Print every line below without adding or leaving out a single word.

Provided entries:
========
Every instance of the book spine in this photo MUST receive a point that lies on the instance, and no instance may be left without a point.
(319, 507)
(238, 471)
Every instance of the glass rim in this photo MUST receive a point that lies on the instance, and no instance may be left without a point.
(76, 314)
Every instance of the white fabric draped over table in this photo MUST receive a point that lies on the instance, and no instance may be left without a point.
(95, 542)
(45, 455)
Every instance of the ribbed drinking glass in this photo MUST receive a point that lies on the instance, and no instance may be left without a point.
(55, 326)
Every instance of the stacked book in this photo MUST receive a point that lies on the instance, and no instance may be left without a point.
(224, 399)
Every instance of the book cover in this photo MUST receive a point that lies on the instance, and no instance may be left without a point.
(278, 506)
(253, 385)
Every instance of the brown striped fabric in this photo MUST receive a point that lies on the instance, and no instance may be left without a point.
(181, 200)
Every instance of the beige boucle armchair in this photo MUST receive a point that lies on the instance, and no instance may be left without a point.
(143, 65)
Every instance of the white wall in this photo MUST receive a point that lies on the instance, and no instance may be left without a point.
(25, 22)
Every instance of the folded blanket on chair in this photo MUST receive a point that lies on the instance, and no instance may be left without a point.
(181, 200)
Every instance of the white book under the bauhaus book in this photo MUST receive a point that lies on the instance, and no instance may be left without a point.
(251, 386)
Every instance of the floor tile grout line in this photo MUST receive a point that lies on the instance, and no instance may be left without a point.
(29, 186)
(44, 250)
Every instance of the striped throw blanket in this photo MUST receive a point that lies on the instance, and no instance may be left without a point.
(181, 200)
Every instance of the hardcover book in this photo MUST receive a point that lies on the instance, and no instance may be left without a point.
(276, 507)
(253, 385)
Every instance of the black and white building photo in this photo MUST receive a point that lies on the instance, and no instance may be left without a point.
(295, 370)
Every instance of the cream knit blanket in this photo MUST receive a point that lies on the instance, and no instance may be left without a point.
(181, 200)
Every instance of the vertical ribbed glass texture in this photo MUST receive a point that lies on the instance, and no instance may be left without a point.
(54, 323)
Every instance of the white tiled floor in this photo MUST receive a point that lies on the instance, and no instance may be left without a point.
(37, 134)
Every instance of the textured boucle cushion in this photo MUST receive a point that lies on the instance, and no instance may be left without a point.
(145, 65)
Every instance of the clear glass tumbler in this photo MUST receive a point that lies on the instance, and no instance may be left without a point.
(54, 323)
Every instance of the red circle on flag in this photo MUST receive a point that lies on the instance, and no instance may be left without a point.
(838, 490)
========
Task answer:
Every instance of the book spine in this photo MUST receive a point that lies on the instance, and no instance may be left without a point.
(319, 507)
(238, 471)
Every instance of the glass rim in this photo MUST receive a point that lies on the instance, and no instance may be left without a point.
(76, 314)
Every instance of the white fabric draped over table in this photo MUST receive a point that lies on the instance, and no instance may be left without a point.
(95, 542)
(45, 455)
Every instance of the ribbed drinking glass in this photo MUST receive a point that lies on the instance, and no instance may be left without a point.
(55, 326)
Every instance of the stacked book in this photo MUST receive a point that lies on the instance, and no instance may be left without a point.
(224, 399)
Every instance of the book cover in this photo MUST receive a point that lies on the instance, and no instance may be left without a point.
(278, 506)
(253, 385)
Every instance of the brown striped fabric in this photo MUST receive a point that lies on the instance, and no instance may be left without a point.
(181, 200)
Every instance of the beige boucle armchair in this photo MUST receive a point that lies on the instance, and no instance may be left without a point.
(143, 65)
Every instance of the white wall in this photo MUST receive a point that lies on the instance, and no instance may be left without a point.
(25, 22)
Every instance of the folded blanket on chair in this photo MUST receive a point that lies on the instance, and no instance may be left without a point.
(181, 200)
Every instance of the white book under the bauhaus book in this photo MUST receive a point that lies on the instance, and no instance may be left without a point.
(251, 386)
Every instance of the floor tile grout line in this photo MUST receive a point that lies on the instance, and no instance may be left without a point.
(29, 186)
(44, 250)
Every instance of the striped throw blanket in this photo MUST receive a point that lies on the instance, and no instance may be left without a point.
(181, 200)
Every instance of the hardcover book in this photo MUST receive a point that lies on the instance, and no instance may be left without a point.
(276, 507)
(253, 385)
Every instance of the black and white building photo in this photo MUST receive a point that lies on the instance, and no instance may be left without a point.
(295, 370)
Every instance of the cream knit blanket in this photo MUST receive a point that lies on the instance, and no instance may be left without a point.
(181, 200)
Every instance of the vertical ribbed glass texture in this photo MUST receive a point that lies on the instance, and no instance may be left without a point.
(54, 323)
Every instance of the white tiled floor in this photo MUST receive a point that lies on the instance, and no instance may be left without a point.
(37, 134)
Every instance of the textured boucle cushion in this photo MUST receive a point that lies on the instance, and no instance may be left without a point.
(145, 65)
Every instance of the clear glass tumbler in this photo MUST receive a point that lies on the instance, and no instance may be left without a point.
(54, 323)
Every instance of the red circle on flag in this photo MUST receive a point that lies on the instance, and no instance may be left without a point.
(838, 490)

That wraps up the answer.